▶ **Stored dataset items**:
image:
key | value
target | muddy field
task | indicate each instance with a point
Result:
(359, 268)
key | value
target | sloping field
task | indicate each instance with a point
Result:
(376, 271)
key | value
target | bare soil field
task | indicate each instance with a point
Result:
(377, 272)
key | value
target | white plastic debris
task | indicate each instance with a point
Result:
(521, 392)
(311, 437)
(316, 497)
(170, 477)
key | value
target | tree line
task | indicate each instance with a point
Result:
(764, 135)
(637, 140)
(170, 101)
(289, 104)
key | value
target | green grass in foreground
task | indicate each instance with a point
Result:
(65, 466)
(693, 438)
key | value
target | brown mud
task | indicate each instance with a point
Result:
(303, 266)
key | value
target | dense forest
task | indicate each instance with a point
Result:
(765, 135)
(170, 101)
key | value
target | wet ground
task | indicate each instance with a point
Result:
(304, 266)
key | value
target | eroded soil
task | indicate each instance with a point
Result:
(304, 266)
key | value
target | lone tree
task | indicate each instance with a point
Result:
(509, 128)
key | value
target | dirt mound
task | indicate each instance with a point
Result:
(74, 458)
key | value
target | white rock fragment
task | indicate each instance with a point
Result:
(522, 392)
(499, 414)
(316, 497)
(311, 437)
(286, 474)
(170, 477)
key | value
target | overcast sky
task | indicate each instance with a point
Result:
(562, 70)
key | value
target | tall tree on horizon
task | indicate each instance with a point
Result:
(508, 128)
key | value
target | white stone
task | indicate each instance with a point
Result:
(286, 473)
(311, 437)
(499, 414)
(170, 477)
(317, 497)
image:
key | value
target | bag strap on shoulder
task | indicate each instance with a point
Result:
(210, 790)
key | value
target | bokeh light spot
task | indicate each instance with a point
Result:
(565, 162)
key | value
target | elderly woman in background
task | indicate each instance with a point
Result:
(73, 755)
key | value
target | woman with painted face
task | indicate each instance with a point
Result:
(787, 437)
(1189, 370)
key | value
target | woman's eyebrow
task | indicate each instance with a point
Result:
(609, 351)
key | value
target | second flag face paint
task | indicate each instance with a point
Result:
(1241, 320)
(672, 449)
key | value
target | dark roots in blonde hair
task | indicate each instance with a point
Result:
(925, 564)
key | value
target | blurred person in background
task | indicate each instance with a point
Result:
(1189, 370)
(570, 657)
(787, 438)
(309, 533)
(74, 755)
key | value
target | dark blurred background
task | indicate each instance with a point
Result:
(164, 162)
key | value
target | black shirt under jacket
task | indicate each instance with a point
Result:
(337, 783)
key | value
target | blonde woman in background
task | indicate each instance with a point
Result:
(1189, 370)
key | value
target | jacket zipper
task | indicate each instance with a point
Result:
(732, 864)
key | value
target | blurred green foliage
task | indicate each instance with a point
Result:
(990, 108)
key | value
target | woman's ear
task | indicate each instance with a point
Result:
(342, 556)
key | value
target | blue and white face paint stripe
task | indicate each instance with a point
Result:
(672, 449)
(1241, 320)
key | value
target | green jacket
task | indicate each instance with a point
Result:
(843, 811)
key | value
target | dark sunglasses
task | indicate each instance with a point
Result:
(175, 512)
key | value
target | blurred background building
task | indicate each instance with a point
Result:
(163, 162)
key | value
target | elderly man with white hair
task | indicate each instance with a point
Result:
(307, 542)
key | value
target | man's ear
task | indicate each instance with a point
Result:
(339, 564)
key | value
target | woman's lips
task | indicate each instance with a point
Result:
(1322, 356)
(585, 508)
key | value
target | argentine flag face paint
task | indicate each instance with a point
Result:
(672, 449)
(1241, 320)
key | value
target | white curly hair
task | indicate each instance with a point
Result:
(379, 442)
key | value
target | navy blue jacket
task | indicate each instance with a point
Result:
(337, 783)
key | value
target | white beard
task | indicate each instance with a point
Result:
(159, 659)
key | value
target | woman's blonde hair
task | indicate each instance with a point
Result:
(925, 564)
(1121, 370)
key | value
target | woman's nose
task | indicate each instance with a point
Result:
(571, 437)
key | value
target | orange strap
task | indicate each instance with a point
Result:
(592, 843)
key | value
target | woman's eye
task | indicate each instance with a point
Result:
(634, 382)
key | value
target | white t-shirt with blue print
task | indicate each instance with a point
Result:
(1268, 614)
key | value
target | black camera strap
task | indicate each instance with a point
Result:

▶ **PROBLEM TO SOLVE**:
Among the lines above, which hold the word "dark"? Report each one.

▶ **REPLY**:
target | dark roots in blonde hair
target | dark blurred background
target | dark sunglasses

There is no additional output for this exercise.